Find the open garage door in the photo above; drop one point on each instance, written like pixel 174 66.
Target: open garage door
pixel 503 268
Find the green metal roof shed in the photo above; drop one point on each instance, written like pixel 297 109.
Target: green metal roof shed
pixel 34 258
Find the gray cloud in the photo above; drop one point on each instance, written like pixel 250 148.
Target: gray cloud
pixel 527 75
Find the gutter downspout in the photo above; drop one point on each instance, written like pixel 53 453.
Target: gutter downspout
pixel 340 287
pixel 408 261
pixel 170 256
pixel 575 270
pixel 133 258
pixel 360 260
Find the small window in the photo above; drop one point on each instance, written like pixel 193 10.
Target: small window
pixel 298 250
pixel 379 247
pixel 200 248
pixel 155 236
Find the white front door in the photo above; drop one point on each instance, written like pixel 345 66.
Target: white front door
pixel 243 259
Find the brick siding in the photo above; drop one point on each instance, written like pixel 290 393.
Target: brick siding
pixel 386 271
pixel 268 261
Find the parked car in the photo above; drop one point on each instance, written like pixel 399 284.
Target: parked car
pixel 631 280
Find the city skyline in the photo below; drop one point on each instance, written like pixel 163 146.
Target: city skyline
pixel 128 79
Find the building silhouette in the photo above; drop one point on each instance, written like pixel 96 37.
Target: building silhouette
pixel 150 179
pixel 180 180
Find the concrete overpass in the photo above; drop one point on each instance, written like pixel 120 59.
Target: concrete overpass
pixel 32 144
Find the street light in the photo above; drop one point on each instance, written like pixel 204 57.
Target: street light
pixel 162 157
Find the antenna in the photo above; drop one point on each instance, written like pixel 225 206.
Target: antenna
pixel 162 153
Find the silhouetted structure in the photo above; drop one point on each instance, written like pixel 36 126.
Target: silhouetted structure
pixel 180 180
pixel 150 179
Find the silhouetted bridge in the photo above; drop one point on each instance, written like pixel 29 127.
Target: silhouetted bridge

┄┄┄┄┄┄┄┄┄┄

Extract all of the rows above and reproduce each one verbatim, without any changes.

#### Correct output
Find the open garage door in the photo above; drop one point on each instance, written like pixel 174 66.
Target: open garage door
pixel 503 268
Find the green metal roof shed in the photo above; drop one point on each instance, written like pixel 297 109.
Target: green metal roof shed
pixel 34 258
Find the gray cloud in the photo above; drop one point on each instance, written like pixel 250 148.
Target: gray cloud
pixel 527 75
Find the gutter downspout in the photo above; drop one point on each instance, written like pixel 53 453.
Target: gutter downspout
pixel 340 287
pixel 408 261
pixel 170 256
pixel 575 270
pixel 133 258
pixel 360 260
Find the small window in the photo above; drop one point on each instance, written like pixel 193 10.
Target: small window
pixel 298 250
pixel 379 247
pixel 200 248
pixel 155 236
Find the white front door in the photo above; drop one point on each instance, written like pixel 345 66.
Target: white front door
pixel 243 259
Find the brick siding in the photo above; drop one point on each instance, written like pixel 290 393.
Target: brick siding
pixel 386 271
pixel 268 261
Find the parked car in the photo above; drop one point on each instance, written like pixel 399 284.
Target: parked car
pixel 631 280
Find the city skyline in the photo below; drop one point on each instance, written like pixel 163 146.
Target: city skyline
pixel 128 79
Find the building silhouette in the photo above; drop one point on each instance, written like pixel 96 37.
Target: building silhouette
pixel 150 179
pixel 180 180
Find the concrete overpass in the photo above; drop one point on each instance, written like pixel 120 59.
Target: concrete overpass
pixel 32 144
Find the street light in the photo above; drop one point on each instance, written like pixel 204 57.
Target: street light
pixel 162 157
Find the antenna in the photo above; drop one point on each instance, written like pixel 225 206.
Target: antenna
pixel 162 153
Find the silhouetted structure in the photo above; drop one point on each instance, written like pixel 36 126.
Target: silhouetted structure
pixel 180 180
pixel 150 179
Find the silhouetted bridge in the photo above; drop one point on each instance, written like pixel 29 127.
Target: silhouetted bridge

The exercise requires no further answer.